- **Written request**: Retype every line of the entries below verbatim, keeping the original line breaks. Omit the pictures from your output.
* START Data *
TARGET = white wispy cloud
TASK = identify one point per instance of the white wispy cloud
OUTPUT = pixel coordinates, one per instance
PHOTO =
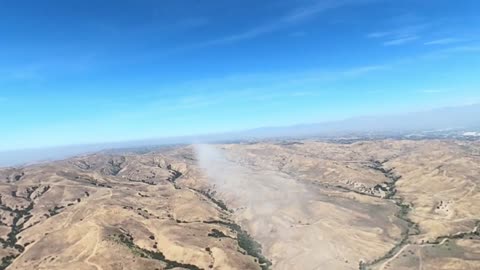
(296, 16)
(400, 41)
(433, 91)
(443, 41)
(399, 36)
* END Data *
- **Finished task**:
TARGET = white wispy cloud
TASK = identify one point per instance of the white wispy cloud
OUTPUT = pixel coordinates, one per instance
PHOTO =
(296, 16)
(400, 41)
(433, 91)
(443, 41)
(399, 36)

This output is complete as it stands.